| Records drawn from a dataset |

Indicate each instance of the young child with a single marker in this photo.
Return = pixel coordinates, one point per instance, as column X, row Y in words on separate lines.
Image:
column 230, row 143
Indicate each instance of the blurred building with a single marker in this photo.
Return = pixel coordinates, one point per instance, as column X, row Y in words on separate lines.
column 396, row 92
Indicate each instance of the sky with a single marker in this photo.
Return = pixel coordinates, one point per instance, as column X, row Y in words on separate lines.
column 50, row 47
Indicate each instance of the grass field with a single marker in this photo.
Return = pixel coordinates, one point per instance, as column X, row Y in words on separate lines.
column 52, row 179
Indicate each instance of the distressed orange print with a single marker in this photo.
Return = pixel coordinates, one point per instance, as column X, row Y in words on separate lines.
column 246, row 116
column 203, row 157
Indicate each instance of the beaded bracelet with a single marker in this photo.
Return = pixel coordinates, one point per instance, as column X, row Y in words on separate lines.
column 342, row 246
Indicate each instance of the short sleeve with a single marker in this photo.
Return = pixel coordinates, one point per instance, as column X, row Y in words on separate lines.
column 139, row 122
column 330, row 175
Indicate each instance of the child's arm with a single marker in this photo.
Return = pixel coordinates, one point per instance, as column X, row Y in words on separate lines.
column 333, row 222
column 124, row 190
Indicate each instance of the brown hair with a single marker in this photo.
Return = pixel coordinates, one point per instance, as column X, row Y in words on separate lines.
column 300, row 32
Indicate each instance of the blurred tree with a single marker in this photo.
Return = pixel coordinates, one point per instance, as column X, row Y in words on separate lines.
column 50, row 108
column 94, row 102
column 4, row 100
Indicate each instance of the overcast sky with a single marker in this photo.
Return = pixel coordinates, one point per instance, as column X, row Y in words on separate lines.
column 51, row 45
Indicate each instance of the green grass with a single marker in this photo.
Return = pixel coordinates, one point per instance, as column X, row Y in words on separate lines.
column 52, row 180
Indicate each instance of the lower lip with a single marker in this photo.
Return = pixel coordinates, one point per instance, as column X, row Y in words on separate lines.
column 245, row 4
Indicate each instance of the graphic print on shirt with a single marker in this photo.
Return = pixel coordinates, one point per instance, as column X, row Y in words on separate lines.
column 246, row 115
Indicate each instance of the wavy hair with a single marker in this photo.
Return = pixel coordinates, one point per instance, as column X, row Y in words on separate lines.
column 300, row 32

| AIM OF THE TASK |
Every line of the entries that includes "hair" must be copied into the answer.

| RESPONSE TO THIS EXERCISE |
Indicate each instance of the brown hair with a single marker in this photo.
Indicate each instance of the wavy hair with a single marker in this photo.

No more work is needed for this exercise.